[Position annotation entries]
# # # # # # #

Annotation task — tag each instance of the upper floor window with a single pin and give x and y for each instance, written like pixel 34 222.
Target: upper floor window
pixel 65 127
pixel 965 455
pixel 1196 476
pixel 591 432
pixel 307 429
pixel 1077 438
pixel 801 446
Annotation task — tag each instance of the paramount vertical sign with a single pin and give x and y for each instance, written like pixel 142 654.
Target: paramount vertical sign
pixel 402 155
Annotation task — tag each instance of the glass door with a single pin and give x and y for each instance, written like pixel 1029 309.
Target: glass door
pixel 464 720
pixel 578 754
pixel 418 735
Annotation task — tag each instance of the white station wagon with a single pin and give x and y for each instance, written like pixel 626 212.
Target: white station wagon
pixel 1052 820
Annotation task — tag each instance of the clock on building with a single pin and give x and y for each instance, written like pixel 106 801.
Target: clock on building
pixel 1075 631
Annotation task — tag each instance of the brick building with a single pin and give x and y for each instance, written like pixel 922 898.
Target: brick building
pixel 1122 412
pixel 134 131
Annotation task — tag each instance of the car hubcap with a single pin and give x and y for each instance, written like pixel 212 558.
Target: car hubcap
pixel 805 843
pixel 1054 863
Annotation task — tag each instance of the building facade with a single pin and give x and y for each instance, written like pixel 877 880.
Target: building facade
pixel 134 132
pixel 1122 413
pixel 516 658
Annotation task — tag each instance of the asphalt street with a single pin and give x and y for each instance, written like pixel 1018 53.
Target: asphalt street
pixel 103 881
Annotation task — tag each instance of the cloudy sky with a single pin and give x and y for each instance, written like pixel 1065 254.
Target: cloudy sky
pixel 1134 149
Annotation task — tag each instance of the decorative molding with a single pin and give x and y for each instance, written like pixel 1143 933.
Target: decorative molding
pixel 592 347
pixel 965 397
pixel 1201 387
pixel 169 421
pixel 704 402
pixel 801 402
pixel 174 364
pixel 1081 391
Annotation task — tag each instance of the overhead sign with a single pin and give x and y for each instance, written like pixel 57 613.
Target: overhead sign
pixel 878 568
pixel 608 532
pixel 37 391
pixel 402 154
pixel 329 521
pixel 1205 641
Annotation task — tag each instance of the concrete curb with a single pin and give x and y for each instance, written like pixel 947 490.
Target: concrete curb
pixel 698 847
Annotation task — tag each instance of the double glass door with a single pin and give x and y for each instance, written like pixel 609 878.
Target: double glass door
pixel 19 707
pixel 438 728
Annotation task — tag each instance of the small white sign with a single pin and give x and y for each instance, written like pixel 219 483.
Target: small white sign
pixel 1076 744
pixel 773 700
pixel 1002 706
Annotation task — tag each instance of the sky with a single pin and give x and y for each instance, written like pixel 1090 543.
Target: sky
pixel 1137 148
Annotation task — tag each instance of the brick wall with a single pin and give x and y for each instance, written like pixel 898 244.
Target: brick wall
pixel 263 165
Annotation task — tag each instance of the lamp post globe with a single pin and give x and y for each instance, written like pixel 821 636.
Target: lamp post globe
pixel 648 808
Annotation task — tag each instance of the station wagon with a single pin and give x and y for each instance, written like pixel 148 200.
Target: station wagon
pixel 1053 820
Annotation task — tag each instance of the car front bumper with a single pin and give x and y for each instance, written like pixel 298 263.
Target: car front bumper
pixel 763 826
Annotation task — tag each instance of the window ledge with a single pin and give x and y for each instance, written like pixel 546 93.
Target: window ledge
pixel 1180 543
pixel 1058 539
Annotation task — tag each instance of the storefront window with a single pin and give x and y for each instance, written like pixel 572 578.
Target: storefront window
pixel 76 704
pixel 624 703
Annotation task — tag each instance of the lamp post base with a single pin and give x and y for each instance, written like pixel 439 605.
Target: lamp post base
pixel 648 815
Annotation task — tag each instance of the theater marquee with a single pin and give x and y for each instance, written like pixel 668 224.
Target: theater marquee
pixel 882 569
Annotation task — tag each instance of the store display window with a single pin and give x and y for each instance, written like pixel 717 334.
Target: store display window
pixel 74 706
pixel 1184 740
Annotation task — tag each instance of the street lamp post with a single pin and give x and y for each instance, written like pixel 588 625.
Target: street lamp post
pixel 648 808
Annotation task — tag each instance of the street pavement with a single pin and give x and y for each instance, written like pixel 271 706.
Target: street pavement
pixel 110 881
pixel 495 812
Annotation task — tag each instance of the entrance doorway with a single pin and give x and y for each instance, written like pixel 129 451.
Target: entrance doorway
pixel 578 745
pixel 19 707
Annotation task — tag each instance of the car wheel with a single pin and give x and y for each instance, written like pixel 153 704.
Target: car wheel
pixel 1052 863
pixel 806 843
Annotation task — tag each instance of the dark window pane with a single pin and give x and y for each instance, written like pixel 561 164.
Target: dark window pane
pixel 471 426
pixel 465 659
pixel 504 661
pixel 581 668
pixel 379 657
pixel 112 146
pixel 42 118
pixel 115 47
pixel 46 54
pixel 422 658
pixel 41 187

# # # # # # #

Required work:
Reproduce every entry with "one marker" substituted for "single pin" wherever it occurs. Leave everything else the same.

Response:
Annotation task — tag each instance of the upper floor window with a one marker and give x and y for each instance, written like pixel 34 222.
Target: upper floor window
pixel 65 127
pixel 965 455
pixel 1196 476
pixel 591 432
pixel 307 429
pixel 1077 438
pixel 801 446
Annotation task — tag each instance of the paramount vertical sign with a one marker and give x and y for each instance, written like pixel 142 654.
Target: paramount vertical sign
pixel 402 155
Annotation task — tag each instance of the glass door with a one marker and give x and y for each instance, written like pixel 1029 309.
Target: glass door
pixel 464 720
pixel 578 754
pixel 418 735
Annotation task — tag each instance of the white station wagon with a one marker and give x and y for each instance, written like pixel 626 212.
Target: white station wagon
pixel 1052 820
Annotation task — tag each instance of the clock on building with a one marker and give x and y for each instance, written like pixel 106 801.
Target: clock on building
pixel 1075 631
Annotation task — tag each instance of the brick building with a one marker and give x and y for each instance, written like pixel 922 898.
Target: brick building
pixel 1122 412
pixel 134 131
Annotation task — tag each instance of the car hubcap with a one marker and give x and y for each instance, written like pixel 212 558.
Target: car hubcap
pixel 805 843
pixel 1054 863
Annotation task — tag each instance of the building facade with a one marker and give x and y for each instance, written like pixel 877 880.
Target: building facade
pixel 134 132
pixel 1122 413
pixel 516 658
Annotation task — tag each instance of the asphalt street with a one marker and give x and y for each instance, written like pixel 1018 53.
Target: asphalt street
pixel 103 881
Annotation task — tag each instance of the cloudy sky with a one marker and give x and y for each instance, written like pixel 1065 254.
Target: cloudy sky
pixel 1134 149
Annotation task — tag each instance of the decorative molding with a one marker and give x and y for each instance, written like pixel 1143 933.
Target: decorative molding
pixel 592 347
pixel 965 397
pixel 1201 387
pixel 169 421
pixel 704 402
pixel 801 402
pixel 174 364
pixel 1081 391
Annotation task — tag each instance of the overhead sign with a one marker and give x and y for each instance, written like pixel 57 613.
Target: overhead sign
pixel 878 568
pixel 608 532
pixel 37 391
pixel 402 154
pixel 329 521
pixel 1205 641
Annotation task — tag each instance of the concrete curb with a one marker and give x and y for each instance, written like pixel 947 490.
Target: concrete curb
pixel 698 847
Annotation task — tag each instance of the double glass door with a one marker and give x and y for each instance, written like pixel 609 878.
Target: double glass door
pixel 19 707
pixel 438 728
Annotation task — tag each instance of the small white sign with a one marker and give x and y for each instance, written like pixel 219 483.
Target: small white sign
pixel 1076 744
pixel 773 700
pixel 1002 706
Annotation task — tag each instance of the sky with a one marker and give x and y for each instance, written like pixel 1090 543.
Target: sky
pixel 1137 148
Annotation task — tag each instance of the brick wall with a one marker and give x and y for each instance, written like pixel 898 244.
Target: brick wall
pixel 263 165
Annotation task — tag each instance of the lamp post globe with a one marker and give x and y for each instance, written like pixel 821 636.
Target: lamp post globe
pixel 648 808
Annotation task — tag each instance of the station wagon with a one marker and give x and y for each instance, written like pixel 148 200.
Target: station wagon
pixel 1053 820
Annotation task — tag each instance of the car front bumper with a one marker and give x and y for each instance, written like pixel 298 263.
Target: car front bumper
pixel 763 826
Annotation task — tag each instance of the window ledge with a one marker and give x and y for each instance, written like pixel 546 93.
Target: window ledge
pixel 1180 543
pixel 1058 539
Annotation task — tag each instance of the storefront window with a one marker and give x and y for each instance, written like pixel 572 578.
Target: storefront window
pixel 76 704
pixel 624 703
Annotation task — tag each instance of the lamp post base with a one marker and give x and y for each instance, written like pixel 439 605.
Target: lamp post base
pixel 648 815
Annotation task — tag each instance of the theater marquee with a one marker and give x and y for each instance, written like pixel 668 224.
Target: theater marquee
pixel 882 569
Annotation task — tag each instance of the store display window with a one marker and give x and y for each instance, written like pixel 717 334.
Target: store display window
pixel 74 706
pixel 1184 740
Annotation task — tag each instance of the street lamp post with a one marker and give x and y for each instance, written like pixel 588 625.
Target: street lamp post
pixel 648 808
Annotation task — tag each instance of the street pavement with a one marker and give x and y for each instance, written like pixel 271 706.
Target: street pavement
pixel 110 881
pixel 495 812
Annotation task — tag each instance of the entrance doorway with a one marker and give x and y for each instance, written like pixel 129 451.
Target: entrance doorway
pixel 578 745
pixel 19 707
Annotation task — tag each instance of the car wheel with a one marker and give x and y for each instance, written like pixel 153 704.
Target: car wheel
pixel 1052 863
pixel 806 843
Annotation task — tag each instance of the dark window pane with a one marker and give x and y for each instance, written like pixel 561 164.
Target: dark window pane
pixel 471 426
pixel 465 659
pixel 504 661
pixel 581 668
pixel 379 657
pixel 112 146
pixel 42 118
pixel 115 47
pixel 46 54
pixel 422 658
pixel 41 187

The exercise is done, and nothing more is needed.